Null hypothesis: The pseudo-median of differences exceeds the equivalence bounds.

When to use: - Paired data with non-normal differences - Ordinal data or ranks - Robust alternative to tost_t_test_paired

Note: Bounds refer to the Hodges-Lehmann pseudo-median, not the mean.


tost_wilcoxon_two_sample

Wilcoxon rank-sum TOST equivalence test for two independent samples (non-parametric).

Tests equivalence using ranks, robust to non-normality and outliers.

ps.tost_wilcoxon_two_sample(
    x: Union[pl.Expr, str],
    y: Union[pl.Expr, str],
    bounds_type: str = "symmetric",
    delta: float = 0.5,
    lower: float = -0.5,
    upper: float = 0.5,
    alpha: float = 0.05,
) -> pl.Expr

Null hypothesis: The location shift between groups exceeds the equivalence bounds.

### DATA
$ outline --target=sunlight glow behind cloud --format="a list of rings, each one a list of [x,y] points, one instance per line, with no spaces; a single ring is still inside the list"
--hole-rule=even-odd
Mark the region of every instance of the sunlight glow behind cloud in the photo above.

### WHAT TO DO
a) In the documentation excerpt, what is the default value of alpha for ps.tost_wilcoxon_two_sample?
b) Say whether each statement agrees with the documentation excerpt, answering yes or no and quoting the words that decide it: (i) The note states that the bounds refer to the mean. (ii) tost_wilcoxon_two_sample is meant for two independent samples. (iii) The default bounds_type for tost_wilcoxon_two_sample is "asymmetric".

### ANSWERS
a) 0.05

b)
(i) No: "Bounds refer to the Hodges-Lehmann pseudo-median, not the mean."
(ii) Yes: "Wilcoxon rank-sum TOST equivalence test for two independent samples (non-parametric)."
(iii) No: "bounds_type: str = "symmetric","